Could you return the lines below exactly, from the first line up to and including the line that holds "pixel 161 775."?
[Opening Material for the task section]
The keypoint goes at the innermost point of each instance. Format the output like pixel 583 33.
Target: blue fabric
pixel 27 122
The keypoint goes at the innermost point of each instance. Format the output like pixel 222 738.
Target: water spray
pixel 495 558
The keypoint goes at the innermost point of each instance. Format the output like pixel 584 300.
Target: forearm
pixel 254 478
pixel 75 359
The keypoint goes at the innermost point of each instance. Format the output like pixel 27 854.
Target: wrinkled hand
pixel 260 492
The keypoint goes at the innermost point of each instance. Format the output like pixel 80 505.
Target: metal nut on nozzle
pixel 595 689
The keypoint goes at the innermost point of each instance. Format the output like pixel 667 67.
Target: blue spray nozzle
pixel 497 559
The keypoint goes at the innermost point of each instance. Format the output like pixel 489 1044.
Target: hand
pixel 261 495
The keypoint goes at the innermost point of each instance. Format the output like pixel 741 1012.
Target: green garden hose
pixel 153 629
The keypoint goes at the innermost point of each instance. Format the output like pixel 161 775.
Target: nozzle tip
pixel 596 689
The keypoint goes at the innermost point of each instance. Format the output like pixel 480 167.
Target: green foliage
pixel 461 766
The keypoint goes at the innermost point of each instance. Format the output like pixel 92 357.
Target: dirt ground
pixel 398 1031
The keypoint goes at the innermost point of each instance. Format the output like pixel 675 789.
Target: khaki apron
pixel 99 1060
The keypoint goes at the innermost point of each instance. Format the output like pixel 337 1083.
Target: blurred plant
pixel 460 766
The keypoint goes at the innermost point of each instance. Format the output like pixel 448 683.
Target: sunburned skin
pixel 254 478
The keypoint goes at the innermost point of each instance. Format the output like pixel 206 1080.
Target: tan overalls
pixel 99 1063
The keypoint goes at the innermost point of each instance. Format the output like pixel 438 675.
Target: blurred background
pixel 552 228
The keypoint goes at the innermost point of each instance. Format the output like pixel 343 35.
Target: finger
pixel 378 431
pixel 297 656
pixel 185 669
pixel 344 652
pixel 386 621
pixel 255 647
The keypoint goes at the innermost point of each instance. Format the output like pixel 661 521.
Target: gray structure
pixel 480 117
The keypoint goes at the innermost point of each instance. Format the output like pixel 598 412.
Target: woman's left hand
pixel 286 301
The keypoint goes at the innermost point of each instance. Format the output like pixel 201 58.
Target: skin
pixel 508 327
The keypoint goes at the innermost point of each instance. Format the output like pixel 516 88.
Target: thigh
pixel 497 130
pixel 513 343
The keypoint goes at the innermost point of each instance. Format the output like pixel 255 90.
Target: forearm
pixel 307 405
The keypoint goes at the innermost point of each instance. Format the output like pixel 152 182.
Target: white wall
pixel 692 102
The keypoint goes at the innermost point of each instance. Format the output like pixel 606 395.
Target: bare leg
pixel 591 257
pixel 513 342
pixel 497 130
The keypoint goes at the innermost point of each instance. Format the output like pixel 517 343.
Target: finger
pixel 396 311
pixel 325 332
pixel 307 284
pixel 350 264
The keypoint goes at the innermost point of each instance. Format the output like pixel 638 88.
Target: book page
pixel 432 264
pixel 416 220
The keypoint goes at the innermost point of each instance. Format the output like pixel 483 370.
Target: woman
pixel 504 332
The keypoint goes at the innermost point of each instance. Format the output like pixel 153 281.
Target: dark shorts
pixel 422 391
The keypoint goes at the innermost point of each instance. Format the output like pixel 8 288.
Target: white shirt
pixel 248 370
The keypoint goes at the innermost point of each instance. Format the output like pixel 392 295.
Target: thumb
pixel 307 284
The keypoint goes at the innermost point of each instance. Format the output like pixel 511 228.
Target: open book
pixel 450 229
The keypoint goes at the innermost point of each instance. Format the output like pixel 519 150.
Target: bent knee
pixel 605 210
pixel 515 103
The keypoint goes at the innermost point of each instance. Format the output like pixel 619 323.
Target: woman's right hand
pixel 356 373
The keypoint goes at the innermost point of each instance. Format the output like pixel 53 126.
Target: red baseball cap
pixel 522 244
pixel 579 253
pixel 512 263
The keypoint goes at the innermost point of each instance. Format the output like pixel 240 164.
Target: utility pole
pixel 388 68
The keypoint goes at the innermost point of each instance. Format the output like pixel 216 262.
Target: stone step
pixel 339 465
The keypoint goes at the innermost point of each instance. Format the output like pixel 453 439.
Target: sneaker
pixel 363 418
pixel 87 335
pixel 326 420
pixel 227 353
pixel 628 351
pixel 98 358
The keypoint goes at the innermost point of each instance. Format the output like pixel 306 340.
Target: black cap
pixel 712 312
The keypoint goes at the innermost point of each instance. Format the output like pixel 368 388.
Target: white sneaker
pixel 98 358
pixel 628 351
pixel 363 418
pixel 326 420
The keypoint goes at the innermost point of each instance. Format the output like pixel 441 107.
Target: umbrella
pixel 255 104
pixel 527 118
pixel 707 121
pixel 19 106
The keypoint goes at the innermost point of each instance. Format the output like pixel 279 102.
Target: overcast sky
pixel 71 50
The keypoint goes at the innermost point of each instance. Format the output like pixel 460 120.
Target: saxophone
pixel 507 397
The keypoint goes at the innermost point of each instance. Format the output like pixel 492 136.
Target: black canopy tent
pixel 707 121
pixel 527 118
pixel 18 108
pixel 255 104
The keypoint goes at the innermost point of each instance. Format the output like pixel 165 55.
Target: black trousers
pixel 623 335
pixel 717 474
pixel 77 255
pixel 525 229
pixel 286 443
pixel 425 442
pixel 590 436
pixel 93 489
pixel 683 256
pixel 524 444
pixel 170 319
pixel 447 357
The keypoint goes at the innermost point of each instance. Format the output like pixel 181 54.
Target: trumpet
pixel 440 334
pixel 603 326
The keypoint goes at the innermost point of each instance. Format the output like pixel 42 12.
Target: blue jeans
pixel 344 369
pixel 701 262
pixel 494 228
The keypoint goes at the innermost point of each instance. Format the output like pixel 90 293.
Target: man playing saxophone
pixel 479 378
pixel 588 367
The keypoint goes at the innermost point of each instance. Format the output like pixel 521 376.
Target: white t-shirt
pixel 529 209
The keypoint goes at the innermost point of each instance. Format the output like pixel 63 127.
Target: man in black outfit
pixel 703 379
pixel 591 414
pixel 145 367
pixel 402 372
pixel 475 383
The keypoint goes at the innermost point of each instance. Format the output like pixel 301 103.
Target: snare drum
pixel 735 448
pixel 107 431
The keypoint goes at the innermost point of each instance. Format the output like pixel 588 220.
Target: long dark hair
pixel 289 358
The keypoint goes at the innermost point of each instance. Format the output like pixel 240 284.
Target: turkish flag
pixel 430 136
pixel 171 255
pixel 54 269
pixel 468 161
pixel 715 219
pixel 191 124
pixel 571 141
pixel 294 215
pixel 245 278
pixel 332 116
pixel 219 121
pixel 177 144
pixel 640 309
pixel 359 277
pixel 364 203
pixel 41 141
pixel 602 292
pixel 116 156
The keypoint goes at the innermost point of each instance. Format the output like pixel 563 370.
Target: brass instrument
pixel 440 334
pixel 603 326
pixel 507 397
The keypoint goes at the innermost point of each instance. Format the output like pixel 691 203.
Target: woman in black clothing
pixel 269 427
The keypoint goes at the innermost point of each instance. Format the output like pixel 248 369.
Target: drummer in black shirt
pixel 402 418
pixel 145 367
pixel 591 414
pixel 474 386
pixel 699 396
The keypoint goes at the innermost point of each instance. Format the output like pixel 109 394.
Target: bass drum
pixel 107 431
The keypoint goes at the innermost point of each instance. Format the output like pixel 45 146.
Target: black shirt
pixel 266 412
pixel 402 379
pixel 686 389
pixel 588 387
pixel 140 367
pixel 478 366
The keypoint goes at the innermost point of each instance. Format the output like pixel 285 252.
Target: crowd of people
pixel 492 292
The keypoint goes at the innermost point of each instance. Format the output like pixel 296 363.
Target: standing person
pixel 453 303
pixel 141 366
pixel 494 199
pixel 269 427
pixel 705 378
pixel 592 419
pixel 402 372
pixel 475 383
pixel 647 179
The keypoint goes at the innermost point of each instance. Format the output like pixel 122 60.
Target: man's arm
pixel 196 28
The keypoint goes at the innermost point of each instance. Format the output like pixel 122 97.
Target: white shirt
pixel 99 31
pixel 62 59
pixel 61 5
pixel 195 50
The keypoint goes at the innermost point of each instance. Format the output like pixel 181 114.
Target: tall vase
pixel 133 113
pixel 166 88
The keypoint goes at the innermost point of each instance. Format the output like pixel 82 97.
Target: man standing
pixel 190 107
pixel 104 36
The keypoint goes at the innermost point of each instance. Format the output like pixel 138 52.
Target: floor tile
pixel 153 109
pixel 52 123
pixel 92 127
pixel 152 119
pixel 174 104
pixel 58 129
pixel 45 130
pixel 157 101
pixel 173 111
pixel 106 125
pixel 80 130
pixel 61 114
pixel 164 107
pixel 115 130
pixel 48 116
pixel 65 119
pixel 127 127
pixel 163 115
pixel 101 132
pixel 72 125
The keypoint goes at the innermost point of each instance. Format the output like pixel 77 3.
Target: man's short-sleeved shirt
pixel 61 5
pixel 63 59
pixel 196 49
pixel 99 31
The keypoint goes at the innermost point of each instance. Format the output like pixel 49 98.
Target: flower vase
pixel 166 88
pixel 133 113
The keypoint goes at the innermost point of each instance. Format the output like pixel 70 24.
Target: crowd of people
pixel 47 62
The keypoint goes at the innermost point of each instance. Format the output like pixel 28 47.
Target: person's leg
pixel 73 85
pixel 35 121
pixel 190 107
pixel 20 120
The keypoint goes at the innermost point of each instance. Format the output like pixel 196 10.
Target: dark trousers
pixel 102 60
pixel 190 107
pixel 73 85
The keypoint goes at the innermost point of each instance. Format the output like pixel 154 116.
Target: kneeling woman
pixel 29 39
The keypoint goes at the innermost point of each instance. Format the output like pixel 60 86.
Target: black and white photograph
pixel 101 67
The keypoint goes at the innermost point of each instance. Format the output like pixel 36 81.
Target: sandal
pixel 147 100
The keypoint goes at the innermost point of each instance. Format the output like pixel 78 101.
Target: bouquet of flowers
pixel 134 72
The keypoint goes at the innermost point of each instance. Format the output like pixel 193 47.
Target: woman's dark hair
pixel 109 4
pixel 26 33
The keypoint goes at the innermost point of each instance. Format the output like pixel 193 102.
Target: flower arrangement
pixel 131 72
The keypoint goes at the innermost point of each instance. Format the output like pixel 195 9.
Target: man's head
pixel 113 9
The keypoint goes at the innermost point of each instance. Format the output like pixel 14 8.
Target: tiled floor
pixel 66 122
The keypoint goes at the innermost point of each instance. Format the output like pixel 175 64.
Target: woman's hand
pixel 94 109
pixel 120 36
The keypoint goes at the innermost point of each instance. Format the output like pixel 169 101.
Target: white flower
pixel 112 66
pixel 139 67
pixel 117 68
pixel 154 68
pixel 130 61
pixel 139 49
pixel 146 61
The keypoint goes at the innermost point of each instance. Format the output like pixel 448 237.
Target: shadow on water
[Closing Material for the task section]
# Answer section:
The keypoint goes at the innermost point of each instance. Format the output like pixel 583 33.
Target: blue fabric
pixel 27 122
The keypoint goes at the innermost point of each instance. Format the output like pixel 222 738.
Target: water spray
pixel 495 558
The keypoint goes at the innermost point of each instance. Format the output like pixel 584 300.
Target: forearm
pixel 254 478
pixel 75 359
The keypoint goes at the innermost point of each instance. Format the output like pixel 27 854.
Target: wrinkled hand
pixel 260 492
The keypoint goes at the innermost point of each instance. Format the output like pixel 80 505.
Target: metal nut on nozzle
pixel 595 689
The keypoint goes at the innermost point of each instance. Format the output like pixel 667 67.
Target: blue spray nozzle
pixel 497 559
The keypoint goes at the innermost point of each instance. Format the output like pixel 489 1044.
Target: hand
pixel 261 495
The keypoint goes at the innermost point of each instance. Format the output like pixel 741 1012.
Target: green garden hose
pixel 153 629
The keypoint goes at the innermost point of each instance. Format the output like pixel 161 775.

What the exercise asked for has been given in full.